[start]
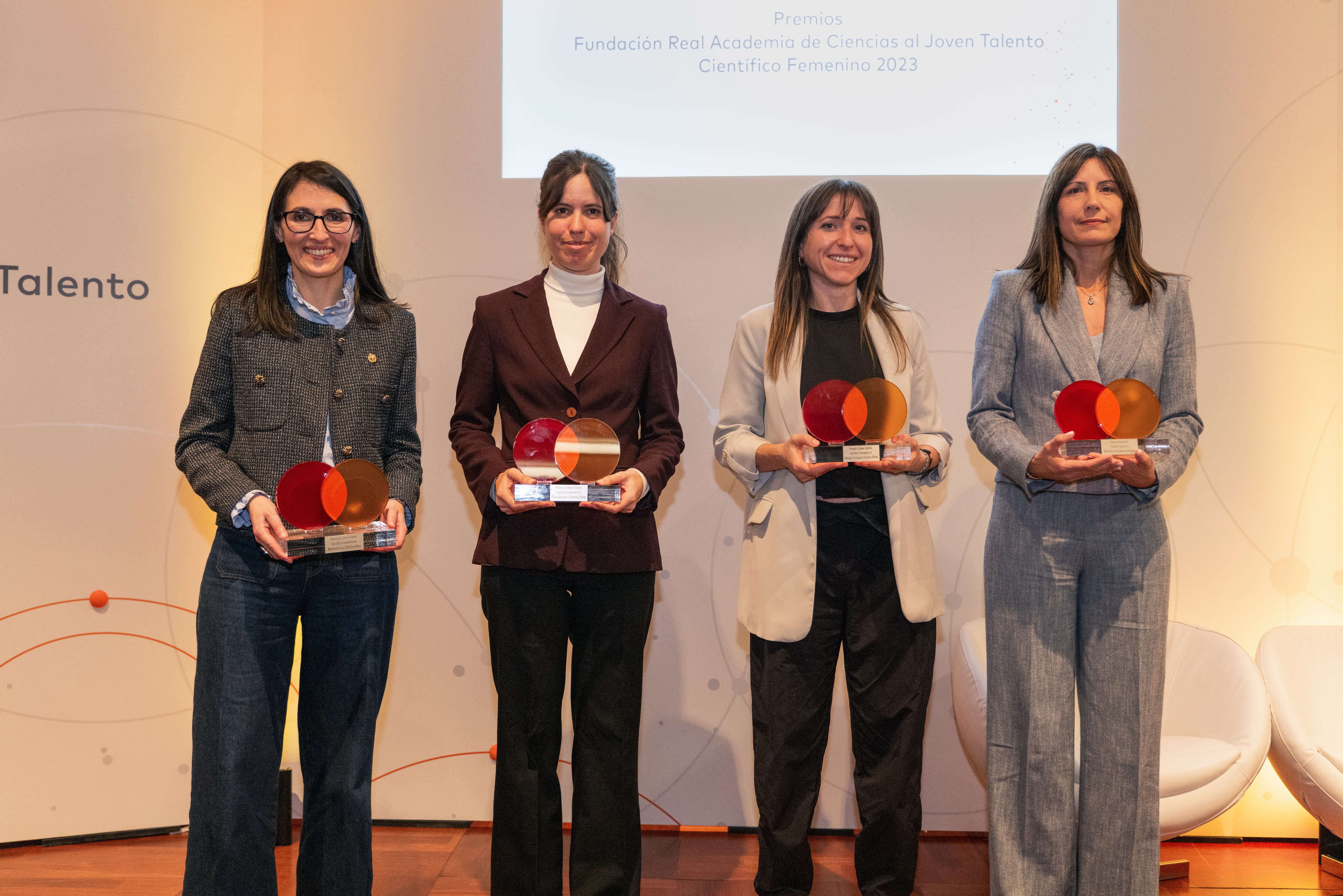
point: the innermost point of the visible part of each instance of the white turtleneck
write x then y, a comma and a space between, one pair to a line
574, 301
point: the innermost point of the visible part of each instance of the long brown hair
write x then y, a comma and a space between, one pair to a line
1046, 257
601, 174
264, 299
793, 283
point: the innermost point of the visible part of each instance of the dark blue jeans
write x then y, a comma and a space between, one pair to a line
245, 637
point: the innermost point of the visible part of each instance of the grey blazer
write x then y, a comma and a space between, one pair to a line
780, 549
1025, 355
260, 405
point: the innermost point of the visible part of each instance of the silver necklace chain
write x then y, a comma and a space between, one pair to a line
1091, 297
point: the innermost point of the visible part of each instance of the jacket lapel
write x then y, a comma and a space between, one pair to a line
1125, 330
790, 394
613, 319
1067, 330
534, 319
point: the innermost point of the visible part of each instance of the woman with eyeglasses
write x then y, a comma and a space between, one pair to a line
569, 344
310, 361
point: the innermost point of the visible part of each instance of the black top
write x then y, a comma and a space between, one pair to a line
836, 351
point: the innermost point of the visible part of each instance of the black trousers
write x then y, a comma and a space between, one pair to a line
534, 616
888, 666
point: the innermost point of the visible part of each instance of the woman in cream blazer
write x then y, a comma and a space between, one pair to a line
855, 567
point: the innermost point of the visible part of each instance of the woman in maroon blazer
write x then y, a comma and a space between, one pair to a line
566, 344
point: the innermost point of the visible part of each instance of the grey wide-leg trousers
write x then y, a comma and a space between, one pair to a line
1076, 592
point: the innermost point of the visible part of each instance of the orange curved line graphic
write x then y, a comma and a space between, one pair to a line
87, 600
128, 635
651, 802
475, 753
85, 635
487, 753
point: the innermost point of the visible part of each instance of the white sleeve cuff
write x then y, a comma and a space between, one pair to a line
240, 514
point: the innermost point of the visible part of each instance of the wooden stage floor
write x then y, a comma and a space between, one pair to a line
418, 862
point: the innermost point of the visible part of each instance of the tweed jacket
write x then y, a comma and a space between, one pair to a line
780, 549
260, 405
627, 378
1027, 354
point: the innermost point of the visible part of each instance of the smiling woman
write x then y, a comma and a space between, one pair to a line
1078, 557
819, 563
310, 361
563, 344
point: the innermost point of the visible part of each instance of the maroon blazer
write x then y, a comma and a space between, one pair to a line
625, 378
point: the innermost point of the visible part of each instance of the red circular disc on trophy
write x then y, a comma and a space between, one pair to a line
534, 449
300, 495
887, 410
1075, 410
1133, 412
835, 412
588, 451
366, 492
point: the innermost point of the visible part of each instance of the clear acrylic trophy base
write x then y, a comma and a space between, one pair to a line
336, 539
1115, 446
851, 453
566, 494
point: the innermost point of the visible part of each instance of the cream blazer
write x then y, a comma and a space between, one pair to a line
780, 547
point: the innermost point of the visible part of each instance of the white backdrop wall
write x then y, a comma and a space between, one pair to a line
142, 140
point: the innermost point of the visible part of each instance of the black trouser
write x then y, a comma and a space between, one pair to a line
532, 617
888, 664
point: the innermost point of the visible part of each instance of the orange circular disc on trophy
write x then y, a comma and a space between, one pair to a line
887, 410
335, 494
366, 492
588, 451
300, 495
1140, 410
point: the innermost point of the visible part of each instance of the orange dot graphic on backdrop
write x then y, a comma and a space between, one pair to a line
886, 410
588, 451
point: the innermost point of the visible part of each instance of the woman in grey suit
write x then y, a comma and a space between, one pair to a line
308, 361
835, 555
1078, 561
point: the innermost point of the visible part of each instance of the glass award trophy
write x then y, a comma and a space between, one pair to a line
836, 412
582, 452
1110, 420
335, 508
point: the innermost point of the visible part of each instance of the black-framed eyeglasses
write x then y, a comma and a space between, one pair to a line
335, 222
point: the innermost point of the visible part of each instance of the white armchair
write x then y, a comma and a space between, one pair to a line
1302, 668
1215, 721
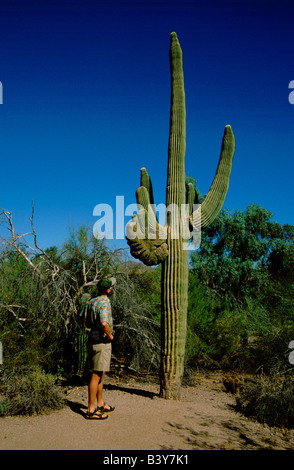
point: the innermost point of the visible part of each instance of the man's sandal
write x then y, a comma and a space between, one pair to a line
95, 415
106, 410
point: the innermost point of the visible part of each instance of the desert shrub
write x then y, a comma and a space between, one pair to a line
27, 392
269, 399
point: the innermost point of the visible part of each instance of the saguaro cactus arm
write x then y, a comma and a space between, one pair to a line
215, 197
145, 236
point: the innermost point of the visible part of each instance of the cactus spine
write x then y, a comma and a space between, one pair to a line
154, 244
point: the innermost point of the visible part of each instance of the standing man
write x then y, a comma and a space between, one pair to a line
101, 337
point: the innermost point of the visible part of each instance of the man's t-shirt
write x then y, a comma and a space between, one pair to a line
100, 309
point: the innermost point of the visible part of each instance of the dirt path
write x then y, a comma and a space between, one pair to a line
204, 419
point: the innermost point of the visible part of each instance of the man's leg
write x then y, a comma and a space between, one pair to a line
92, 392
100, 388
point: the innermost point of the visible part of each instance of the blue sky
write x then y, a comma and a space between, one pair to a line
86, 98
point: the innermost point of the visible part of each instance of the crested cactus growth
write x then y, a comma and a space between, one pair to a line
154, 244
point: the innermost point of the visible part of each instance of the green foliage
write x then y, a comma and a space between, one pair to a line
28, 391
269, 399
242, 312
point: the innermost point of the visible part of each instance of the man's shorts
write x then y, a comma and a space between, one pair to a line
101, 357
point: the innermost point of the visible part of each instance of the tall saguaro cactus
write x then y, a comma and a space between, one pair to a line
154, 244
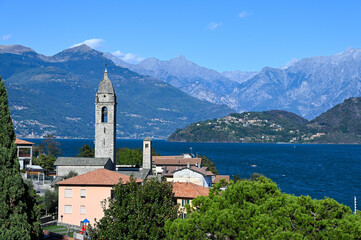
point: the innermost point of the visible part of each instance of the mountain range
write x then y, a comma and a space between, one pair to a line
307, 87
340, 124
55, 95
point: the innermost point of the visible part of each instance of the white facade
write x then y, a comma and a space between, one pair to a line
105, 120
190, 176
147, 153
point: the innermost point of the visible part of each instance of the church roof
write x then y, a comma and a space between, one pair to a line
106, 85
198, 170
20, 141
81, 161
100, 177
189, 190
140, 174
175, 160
[end]
[start]
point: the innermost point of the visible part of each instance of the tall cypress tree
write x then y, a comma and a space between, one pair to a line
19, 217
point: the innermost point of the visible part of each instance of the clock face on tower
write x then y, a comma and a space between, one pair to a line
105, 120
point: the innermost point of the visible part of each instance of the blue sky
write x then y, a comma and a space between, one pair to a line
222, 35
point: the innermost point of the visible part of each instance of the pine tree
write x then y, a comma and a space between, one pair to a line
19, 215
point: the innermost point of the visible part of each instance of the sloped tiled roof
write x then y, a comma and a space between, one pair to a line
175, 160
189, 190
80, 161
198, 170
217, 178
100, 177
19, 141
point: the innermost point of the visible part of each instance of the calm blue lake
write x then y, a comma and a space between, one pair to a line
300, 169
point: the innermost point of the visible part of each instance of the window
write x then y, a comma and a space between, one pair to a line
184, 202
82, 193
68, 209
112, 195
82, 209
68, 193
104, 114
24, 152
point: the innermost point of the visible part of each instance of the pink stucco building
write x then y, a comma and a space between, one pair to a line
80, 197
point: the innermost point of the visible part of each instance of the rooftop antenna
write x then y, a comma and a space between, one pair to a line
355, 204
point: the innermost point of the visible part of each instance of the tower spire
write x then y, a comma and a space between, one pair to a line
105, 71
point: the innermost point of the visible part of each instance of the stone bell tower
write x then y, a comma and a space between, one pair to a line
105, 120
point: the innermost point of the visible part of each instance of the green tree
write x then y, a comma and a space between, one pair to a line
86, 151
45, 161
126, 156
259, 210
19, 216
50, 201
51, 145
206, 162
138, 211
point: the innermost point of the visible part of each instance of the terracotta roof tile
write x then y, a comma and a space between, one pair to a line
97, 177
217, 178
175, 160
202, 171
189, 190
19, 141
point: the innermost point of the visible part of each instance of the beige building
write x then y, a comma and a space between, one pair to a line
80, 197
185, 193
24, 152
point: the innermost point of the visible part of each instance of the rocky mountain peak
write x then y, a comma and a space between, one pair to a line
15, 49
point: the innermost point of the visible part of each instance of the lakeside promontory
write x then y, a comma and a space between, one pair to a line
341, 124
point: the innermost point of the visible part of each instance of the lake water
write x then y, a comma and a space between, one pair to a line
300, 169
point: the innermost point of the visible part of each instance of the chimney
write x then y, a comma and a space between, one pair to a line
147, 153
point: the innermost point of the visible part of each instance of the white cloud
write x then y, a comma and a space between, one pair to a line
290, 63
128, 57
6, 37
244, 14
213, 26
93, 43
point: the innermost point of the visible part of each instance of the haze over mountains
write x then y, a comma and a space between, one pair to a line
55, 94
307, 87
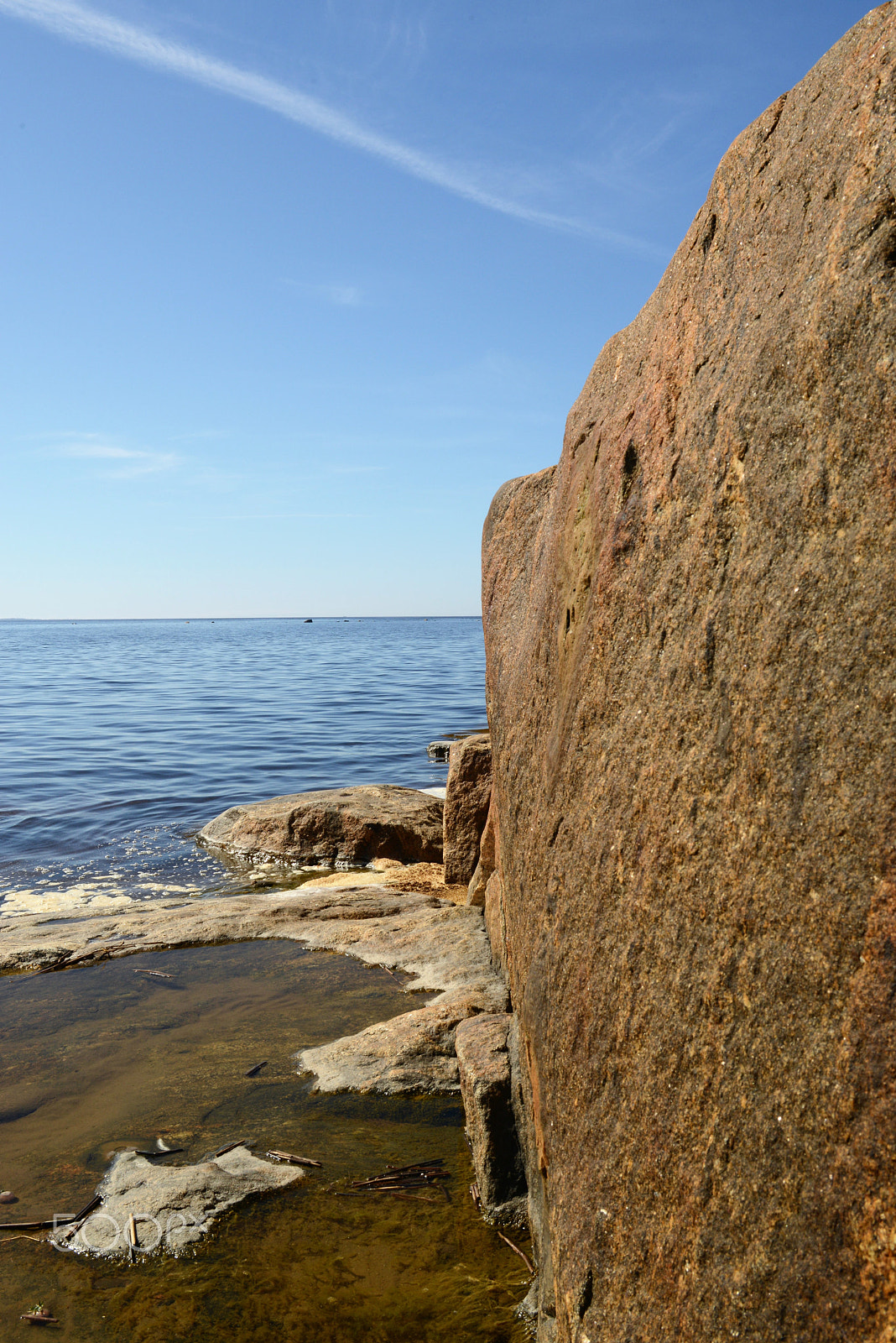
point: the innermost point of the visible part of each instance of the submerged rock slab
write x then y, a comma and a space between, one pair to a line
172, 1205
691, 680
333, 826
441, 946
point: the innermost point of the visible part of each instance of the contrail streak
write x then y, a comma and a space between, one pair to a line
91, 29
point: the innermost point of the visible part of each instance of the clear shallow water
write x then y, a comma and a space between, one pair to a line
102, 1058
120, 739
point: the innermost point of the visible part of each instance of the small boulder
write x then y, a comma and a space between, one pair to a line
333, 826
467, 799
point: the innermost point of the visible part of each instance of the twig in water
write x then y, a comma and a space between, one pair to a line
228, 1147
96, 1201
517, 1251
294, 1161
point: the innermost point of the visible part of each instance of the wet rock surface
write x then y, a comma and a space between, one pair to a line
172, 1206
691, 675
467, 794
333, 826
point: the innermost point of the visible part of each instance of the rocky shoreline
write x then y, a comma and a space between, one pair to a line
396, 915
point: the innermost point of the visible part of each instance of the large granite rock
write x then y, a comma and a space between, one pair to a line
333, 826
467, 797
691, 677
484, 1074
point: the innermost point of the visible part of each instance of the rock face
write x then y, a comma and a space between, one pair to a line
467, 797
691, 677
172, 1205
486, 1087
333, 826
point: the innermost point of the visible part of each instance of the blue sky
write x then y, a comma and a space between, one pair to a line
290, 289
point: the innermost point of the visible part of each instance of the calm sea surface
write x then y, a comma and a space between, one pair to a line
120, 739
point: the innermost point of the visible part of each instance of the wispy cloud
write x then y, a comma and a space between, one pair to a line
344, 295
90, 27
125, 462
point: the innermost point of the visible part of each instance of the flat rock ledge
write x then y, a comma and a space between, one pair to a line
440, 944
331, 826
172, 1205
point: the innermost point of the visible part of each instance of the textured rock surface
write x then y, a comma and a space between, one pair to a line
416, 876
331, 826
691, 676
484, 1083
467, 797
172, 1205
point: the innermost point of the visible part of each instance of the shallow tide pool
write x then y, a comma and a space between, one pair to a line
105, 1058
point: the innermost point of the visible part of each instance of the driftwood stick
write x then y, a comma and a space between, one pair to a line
[end]
[start]
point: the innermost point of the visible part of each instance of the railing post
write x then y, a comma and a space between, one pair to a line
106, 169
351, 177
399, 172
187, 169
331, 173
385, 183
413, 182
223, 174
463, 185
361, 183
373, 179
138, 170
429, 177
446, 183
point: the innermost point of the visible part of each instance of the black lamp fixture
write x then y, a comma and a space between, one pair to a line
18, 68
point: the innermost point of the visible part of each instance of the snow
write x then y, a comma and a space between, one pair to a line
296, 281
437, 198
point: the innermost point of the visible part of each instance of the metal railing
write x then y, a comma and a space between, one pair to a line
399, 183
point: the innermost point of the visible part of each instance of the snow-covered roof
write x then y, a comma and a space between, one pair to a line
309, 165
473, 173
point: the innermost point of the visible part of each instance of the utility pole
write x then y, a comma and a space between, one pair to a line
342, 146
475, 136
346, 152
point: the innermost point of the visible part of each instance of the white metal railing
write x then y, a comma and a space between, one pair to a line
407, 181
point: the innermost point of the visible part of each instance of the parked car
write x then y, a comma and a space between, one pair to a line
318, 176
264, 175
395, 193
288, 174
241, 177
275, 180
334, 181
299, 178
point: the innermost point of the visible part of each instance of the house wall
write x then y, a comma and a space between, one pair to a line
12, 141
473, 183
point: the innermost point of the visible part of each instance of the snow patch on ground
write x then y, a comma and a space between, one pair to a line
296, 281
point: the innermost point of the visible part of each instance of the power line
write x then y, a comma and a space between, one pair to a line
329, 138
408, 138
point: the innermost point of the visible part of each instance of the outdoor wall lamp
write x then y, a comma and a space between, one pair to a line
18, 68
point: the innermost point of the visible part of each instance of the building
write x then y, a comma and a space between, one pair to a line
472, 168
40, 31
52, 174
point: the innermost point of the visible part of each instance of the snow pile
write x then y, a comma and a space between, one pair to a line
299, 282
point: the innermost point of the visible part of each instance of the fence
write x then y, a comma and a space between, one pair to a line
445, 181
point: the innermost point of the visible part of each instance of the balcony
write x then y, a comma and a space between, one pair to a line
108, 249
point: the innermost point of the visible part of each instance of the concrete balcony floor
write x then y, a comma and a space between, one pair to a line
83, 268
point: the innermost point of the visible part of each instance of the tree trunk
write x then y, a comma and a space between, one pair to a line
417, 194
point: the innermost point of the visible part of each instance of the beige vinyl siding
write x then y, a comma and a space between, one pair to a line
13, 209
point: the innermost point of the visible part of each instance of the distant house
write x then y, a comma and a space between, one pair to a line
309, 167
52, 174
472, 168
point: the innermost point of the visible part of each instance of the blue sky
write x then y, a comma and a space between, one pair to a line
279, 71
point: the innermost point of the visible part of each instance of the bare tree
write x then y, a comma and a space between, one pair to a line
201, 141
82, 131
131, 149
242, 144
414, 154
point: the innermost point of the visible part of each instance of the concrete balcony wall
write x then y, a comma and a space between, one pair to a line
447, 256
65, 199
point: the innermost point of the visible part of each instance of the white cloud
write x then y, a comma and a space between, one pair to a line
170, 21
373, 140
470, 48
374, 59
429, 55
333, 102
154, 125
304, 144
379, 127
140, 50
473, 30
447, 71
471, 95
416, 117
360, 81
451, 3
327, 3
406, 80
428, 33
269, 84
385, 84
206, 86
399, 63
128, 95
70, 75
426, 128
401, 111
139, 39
[end]
_Work to be completed:_ Filter the records above, copying every line that contains the string "tall". Matching is case-sensitive.

_Reply to the task:_
point: the innermost point of the visible part of each instance of the tall saguaro cactus
point: the innermost point of the visible part of each instance of the tall cypress tree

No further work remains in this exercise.